[Collected data entries]

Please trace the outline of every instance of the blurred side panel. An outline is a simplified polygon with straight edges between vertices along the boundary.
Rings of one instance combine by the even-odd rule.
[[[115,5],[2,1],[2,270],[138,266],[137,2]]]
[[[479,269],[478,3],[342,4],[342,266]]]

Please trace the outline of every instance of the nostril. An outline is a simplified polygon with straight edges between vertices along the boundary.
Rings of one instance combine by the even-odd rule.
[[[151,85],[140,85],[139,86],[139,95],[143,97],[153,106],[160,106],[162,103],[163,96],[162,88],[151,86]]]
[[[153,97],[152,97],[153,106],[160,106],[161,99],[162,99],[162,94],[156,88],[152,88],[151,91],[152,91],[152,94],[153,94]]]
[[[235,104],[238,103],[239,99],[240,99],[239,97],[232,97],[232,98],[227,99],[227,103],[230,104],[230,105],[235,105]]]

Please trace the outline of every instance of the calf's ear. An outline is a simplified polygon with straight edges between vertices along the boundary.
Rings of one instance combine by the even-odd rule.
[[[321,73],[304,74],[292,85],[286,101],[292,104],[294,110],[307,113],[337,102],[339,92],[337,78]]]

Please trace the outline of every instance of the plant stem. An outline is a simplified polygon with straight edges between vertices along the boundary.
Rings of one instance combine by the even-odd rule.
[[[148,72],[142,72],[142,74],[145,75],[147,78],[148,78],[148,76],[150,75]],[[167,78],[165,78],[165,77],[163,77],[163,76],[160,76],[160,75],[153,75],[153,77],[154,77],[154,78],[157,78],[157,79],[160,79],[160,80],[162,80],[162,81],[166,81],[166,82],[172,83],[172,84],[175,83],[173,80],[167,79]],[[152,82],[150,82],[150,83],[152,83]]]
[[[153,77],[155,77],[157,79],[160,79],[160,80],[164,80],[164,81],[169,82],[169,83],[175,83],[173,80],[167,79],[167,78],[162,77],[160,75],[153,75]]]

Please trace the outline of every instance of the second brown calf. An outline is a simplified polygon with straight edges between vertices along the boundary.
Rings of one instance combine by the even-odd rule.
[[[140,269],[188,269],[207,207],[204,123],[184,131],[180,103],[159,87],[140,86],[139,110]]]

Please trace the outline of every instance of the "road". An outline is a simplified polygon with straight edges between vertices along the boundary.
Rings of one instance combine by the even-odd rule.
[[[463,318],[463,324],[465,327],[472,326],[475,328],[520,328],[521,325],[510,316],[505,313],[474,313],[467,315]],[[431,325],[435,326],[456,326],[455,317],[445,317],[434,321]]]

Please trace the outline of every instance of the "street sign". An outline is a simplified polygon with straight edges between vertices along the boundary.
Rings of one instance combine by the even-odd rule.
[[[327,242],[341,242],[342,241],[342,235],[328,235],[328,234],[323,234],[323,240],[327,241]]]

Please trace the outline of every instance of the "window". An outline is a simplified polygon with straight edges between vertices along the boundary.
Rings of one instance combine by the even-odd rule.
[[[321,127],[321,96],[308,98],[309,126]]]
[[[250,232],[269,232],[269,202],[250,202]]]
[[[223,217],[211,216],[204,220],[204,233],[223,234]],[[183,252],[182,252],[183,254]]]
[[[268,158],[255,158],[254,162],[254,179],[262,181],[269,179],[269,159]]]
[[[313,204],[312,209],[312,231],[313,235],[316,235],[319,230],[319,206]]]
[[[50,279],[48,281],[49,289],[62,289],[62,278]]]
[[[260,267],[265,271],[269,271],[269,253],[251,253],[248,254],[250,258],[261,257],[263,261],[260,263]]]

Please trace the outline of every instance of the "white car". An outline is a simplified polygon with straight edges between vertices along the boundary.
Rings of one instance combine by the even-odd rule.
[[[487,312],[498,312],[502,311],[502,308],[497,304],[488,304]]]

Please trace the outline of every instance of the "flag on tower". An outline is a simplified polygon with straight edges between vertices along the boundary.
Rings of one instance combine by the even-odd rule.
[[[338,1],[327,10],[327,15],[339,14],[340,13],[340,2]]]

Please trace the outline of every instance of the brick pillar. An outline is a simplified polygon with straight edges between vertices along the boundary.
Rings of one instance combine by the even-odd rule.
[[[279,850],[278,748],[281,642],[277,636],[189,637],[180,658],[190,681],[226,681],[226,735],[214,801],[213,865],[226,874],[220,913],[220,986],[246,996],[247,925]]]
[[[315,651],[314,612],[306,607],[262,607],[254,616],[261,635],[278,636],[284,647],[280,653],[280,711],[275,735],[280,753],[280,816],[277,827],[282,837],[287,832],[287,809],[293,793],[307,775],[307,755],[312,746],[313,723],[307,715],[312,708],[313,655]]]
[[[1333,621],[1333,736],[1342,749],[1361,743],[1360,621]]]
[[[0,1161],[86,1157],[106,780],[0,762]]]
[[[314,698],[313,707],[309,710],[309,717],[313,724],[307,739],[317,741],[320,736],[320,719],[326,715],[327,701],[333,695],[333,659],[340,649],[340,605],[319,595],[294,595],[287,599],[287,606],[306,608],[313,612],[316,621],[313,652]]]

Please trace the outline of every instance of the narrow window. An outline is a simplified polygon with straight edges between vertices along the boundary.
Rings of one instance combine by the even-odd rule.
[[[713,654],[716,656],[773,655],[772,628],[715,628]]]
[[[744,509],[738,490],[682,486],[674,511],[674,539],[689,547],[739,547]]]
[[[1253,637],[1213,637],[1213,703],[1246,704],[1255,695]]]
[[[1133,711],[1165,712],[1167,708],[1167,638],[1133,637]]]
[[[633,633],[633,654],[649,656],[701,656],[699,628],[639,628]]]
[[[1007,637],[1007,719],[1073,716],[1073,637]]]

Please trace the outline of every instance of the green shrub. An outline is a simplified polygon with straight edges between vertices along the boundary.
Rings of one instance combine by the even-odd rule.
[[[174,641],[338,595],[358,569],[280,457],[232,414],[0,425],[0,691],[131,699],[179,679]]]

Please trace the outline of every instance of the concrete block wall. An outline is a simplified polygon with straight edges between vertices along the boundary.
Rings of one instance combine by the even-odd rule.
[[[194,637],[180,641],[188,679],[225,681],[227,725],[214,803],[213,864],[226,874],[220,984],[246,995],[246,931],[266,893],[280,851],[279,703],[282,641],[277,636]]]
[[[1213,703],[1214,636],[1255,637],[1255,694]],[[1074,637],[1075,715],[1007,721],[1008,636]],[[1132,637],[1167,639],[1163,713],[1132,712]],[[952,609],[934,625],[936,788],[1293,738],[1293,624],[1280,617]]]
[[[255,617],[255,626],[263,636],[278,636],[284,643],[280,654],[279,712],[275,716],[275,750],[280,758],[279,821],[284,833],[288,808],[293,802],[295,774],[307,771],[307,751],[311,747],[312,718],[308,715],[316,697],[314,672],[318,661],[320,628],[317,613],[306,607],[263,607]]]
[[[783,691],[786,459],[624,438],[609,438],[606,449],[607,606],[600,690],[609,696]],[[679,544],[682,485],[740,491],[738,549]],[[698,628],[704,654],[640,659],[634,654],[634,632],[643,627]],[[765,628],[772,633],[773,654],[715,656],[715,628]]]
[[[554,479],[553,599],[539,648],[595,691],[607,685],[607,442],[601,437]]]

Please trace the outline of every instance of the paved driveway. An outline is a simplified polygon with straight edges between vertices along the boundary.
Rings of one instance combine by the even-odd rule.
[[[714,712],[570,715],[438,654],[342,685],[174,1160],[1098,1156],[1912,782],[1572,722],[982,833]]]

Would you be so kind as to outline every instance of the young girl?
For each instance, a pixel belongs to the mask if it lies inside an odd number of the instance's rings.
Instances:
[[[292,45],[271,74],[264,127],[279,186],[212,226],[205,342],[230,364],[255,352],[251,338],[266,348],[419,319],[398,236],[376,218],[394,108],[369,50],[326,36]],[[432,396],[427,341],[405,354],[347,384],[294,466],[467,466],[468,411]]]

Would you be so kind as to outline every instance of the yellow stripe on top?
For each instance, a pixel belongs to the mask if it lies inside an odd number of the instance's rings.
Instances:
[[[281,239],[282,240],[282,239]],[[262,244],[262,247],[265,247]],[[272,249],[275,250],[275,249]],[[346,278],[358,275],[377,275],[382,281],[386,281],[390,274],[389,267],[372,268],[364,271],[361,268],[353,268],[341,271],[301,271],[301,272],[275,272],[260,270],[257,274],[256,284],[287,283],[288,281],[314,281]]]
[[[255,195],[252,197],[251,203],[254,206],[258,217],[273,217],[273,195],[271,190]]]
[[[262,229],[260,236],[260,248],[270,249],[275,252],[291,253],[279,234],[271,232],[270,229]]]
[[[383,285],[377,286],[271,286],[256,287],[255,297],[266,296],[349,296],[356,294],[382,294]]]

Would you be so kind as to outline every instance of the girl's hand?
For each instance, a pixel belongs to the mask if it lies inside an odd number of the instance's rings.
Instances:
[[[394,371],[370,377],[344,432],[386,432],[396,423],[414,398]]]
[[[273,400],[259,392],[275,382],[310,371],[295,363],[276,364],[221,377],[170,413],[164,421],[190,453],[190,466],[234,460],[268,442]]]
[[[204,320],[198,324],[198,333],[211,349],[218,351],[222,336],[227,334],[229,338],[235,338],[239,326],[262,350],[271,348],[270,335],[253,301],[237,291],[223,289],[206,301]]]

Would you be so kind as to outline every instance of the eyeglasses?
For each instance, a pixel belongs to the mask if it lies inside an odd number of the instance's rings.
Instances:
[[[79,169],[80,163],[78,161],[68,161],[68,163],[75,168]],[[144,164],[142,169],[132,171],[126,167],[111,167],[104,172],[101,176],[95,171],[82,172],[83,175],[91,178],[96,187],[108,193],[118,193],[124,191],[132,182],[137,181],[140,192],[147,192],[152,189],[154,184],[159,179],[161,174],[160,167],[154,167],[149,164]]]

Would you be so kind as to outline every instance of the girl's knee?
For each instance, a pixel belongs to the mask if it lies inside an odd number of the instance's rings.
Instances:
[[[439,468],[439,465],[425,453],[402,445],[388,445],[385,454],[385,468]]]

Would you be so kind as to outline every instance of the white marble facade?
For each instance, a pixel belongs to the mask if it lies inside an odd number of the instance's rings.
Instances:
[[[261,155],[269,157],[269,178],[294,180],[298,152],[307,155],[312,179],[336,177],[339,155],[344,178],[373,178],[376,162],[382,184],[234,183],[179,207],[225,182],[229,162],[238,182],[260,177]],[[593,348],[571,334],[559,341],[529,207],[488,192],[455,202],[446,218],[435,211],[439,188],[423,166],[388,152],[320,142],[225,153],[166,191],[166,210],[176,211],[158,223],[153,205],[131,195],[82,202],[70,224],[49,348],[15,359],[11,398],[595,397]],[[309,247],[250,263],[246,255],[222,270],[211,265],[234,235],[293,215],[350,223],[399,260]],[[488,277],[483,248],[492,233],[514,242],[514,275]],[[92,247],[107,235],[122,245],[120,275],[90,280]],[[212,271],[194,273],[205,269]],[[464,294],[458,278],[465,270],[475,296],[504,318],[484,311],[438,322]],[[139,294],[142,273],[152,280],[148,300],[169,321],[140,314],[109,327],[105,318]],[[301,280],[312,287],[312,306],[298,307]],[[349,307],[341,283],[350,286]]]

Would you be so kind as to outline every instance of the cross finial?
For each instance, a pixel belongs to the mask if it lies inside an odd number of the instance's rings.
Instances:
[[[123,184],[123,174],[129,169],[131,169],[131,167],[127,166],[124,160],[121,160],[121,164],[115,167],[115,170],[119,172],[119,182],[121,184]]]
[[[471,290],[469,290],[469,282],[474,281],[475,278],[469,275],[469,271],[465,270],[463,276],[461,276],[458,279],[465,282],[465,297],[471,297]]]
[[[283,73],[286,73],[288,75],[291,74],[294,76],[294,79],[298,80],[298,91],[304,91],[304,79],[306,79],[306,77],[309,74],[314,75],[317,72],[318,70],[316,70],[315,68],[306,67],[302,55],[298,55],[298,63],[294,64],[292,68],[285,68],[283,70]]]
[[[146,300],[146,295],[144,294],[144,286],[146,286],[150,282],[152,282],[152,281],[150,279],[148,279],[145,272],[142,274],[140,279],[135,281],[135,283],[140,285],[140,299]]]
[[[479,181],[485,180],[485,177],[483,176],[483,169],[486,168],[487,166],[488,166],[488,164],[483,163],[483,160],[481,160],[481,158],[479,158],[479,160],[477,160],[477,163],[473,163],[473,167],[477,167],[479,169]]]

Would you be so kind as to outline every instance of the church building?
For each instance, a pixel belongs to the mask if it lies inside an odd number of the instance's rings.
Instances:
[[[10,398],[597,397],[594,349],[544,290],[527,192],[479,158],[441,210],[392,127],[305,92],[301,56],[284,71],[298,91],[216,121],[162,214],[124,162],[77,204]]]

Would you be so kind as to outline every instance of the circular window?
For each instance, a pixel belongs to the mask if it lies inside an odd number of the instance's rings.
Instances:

## What is needed
Among the entries, find every line holding "white" and return it.

## Written response
Please trace the outline of every instance of the "white car". An outline is a simplified polygon with straight edges between vertices along the boundary.
Would you be so kind as to outline every instance of the white marble facade?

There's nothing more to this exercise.